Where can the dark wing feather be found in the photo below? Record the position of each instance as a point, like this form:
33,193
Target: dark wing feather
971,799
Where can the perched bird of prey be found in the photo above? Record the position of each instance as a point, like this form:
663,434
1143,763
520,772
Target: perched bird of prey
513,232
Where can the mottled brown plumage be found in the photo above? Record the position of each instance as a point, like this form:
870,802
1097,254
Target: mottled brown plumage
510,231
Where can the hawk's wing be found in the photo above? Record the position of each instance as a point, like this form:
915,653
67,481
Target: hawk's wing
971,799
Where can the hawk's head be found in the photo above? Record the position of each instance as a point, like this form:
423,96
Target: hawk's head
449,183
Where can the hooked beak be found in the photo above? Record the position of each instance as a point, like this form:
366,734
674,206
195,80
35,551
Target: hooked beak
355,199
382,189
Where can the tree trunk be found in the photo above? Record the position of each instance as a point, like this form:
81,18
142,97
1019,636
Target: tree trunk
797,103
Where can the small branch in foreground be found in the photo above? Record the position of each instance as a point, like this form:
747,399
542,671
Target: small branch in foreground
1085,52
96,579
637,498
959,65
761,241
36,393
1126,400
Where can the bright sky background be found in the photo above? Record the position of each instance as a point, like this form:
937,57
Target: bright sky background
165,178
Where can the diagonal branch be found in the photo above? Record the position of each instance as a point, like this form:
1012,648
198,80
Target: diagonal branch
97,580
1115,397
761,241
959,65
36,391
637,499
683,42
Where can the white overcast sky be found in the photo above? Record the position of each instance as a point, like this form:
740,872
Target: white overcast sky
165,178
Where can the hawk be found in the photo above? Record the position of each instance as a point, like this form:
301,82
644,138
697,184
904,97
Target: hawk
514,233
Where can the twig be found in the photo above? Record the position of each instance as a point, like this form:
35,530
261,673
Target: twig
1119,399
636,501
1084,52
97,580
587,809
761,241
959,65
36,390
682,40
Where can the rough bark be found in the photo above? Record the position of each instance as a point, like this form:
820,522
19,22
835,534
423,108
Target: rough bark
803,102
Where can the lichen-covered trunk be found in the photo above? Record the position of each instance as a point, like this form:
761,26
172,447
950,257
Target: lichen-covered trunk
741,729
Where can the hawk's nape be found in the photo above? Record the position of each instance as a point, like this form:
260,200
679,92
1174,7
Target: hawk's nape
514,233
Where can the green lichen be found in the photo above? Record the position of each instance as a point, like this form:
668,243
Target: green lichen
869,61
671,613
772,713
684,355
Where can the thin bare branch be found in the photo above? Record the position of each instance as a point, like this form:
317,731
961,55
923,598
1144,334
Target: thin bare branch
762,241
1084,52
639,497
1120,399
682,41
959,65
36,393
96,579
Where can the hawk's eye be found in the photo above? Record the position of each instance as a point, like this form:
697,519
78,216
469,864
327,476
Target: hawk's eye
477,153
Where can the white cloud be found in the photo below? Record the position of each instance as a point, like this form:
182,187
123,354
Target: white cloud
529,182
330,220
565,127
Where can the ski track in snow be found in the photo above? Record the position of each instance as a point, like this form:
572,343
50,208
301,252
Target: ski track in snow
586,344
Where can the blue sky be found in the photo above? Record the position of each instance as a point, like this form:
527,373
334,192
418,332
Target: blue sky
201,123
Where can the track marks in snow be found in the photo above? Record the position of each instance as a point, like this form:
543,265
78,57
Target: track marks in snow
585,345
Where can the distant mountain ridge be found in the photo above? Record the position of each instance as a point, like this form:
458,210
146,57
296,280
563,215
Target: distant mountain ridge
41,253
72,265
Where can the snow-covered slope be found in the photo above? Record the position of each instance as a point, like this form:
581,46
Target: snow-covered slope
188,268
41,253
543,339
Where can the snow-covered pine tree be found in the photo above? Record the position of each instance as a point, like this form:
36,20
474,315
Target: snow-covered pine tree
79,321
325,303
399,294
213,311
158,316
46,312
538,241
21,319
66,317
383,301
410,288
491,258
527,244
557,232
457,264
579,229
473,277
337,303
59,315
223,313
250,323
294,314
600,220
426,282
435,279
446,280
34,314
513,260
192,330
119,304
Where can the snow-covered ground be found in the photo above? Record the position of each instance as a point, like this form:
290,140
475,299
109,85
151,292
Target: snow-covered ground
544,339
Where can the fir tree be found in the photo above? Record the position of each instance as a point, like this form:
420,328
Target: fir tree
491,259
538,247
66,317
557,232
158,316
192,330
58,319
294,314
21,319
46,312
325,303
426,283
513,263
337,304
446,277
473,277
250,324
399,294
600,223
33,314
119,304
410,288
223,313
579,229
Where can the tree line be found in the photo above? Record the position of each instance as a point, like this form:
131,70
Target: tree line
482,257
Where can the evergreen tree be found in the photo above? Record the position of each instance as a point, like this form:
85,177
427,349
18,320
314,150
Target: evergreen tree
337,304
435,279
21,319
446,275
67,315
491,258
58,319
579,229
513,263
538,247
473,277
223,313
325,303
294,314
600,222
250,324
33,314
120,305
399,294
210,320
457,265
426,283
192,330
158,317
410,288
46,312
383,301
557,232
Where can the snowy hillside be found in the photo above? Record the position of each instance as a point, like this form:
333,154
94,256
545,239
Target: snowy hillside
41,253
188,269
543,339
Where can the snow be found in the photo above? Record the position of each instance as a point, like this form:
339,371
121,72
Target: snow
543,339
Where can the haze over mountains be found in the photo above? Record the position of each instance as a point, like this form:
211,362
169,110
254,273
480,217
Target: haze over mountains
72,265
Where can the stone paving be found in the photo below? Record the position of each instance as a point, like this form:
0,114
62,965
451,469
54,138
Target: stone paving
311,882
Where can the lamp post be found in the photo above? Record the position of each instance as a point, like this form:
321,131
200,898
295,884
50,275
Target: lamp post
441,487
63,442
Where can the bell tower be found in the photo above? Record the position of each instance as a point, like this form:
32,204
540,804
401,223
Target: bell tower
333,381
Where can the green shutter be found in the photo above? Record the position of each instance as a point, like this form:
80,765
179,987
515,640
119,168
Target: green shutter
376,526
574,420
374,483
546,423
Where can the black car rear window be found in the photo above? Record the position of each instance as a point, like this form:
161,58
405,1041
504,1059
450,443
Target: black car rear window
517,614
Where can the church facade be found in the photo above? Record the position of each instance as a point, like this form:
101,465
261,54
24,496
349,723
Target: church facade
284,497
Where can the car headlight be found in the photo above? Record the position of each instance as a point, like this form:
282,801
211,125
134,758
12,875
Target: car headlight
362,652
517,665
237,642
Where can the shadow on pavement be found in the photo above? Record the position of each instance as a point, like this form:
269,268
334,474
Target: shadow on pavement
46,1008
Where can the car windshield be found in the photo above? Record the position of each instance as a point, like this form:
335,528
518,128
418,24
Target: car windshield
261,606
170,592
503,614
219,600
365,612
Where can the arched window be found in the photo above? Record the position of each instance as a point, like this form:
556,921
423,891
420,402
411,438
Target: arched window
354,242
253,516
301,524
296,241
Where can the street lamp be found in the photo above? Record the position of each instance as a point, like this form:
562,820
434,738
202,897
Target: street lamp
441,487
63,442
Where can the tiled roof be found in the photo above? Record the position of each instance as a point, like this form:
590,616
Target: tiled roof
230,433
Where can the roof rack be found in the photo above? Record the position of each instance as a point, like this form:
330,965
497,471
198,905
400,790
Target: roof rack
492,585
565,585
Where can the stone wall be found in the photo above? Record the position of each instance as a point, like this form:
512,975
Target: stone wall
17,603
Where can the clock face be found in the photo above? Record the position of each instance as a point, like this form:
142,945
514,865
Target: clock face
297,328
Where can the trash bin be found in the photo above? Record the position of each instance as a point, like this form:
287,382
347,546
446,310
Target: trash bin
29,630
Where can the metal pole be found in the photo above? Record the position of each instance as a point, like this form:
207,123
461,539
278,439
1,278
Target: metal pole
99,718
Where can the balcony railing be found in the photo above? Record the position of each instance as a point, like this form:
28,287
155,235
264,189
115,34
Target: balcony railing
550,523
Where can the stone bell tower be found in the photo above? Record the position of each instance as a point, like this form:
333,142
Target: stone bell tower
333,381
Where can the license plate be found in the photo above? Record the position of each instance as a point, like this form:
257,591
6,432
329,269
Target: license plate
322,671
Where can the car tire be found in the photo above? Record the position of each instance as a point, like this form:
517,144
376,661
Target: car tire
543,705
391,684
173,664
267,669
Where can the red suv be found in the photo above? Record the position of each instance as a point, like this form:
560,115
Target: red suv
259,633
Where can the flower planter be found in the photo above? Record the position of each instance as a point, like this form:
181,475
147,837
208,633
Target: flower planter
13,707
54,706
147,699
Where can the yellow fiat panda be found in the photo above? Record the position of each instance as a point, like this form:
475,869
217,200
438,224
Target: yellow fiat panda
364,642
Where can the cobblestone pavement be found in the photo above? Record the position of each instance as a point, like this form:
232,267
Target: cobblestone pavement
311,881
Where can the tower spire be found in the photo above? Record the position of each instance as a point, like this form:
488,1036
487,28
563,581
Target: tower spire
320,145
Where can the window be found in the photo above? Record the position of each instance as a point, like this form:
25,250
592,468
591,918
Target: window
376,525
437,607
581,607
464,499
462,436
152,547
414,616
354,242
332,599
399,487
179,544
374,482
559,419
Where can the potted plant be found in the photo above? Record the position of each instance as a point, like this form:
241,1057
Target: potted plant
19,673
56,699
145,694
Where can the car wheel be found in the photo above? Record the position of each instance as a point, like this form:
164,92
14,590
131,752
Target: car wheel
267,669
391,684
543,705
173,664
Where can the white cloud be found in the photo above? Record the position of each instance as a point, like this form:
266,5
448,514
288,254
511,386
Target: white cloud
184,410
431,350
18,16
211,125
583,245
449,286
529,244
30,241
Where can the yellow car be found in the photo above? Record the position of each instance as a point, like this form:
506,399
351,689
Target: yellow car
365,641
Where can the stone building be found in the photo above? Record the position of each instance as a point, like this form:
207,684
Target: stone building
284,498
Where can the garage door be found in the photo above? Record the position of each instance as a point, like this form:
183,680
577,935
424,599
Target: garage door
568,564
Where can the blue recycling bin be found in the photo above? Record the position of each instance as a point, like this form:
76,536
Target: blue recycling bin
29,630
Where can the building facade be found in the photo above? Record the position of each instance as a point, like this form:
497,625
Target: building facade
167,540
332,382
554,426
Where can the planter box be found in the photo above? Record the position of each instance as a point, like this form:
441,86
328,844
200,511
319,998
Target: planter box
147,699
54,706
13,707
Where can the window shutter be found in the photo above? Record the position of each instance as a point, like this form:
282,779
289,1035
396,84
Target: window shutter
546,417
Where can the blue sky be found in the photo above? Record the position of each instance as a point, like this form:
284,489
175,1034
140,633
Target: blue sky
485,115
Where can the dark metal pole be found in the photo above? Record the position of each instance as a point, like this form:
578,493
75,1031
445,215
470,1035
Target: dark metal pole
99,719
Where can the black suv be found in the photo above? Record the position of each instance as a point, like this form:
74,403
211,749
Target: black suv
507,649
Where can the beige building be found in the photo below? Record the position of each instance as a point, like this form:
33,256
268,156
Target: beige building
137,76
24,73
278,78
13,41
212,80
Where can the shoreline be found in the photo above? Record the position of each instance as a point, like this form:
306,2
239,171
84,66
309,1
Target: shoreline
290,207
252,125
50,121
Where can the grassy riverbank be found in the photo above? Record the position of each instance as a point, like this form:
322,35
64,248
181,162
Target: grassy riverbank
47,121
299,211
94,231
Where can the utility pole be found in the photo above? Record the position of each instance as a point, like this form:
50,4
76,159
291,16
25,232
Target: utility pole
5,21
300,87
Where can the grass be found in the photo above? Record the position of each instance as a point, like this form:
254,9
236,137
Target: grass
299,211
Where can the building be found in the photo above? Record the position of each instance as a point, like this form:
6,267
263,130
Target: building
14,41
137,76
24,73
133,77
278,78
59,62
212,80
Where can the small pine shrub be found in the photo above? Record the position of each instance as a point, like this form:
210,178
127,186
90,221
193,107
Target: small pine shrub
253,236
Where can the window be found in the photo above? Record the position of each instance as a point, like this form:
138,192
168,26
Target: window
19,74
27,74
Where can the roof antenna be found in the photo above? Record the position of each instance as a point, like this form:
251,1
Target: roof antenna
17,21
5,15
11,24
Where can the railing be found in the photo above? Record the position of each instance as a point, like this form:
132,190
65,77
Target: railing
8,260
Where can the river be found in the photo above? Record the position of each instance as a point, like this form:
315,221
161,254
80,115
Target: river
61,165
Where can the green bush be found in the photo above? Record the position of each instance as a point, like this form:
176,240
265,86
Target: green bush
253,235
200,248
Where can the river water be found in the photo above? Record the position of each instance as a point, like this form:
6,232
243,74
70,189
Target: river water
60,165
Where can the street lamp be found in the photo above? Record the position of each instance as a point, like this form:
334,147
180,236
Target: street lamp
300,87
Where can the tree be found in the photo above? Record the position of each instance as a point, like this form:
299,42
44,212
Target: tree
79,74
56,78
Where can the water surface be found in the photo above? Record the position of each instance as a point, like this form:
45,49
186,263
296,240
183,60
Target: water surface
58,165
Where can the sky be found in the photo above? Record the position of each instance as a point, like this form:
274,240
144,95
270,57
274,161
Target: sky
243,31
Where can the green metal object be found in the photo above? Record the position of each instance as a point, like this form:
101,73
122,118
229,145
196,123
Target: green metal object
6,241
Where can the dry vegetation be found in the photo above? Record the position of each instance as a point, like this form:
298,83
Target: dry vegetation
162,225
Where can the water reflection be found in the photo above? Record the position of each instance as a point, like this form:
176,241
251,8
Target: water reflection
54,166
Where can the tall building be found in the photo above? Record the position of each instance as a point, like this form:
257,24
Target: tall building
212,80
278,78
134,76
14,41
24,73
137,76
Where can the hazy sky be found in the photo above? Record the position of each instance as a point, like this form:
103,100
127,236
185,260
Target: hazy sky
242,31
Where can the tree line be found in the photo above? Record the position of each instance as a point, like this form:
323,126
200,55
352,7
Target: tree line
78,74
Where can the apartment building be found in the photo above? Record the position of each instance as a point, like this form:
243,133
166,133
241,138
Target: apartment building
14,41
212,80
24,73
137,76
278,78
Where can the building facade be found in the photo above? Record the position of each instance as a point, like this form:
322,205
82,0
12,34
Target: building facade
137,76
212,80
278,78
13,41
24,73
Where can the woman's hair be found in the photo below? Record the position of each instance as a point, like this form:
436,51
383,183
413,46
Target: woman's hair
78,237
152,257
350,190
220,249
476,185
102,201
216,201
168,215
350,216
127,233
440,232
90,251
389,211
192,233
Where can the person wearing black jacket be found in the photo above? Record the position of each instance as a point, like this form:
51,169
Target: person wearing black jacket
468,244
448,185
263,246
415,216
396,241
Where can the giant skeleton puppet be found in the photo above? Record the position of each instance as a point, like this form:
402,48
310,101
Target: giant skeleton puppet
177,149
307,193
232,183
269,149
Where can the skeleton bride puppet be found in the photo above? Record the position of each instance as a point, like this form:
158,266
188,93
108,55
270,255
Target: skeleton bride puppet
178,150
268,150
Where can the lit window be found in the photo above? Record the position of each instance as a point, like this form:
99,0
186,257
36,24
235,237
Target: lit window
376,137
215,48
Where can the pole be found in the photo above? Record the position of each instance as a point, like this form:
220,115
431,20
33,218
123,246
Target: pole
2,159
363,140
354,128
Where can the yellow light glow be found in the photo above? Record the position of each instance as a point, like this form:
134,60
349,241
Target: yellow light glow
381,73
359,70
• • • • •
Give the lines of the listing above, from the line holding "Where can the yellow light" through the last line, both included, as a numbered list with blank lines omitted.

### RESPONSE TO THIS TASK
1. Where can the yellow light glow be found in the photo above? Record the position of each instance as a point, like this form:
2. 134,60
3. 349,241
4. Target: yellow light glow
5. 381,73
6. 359,70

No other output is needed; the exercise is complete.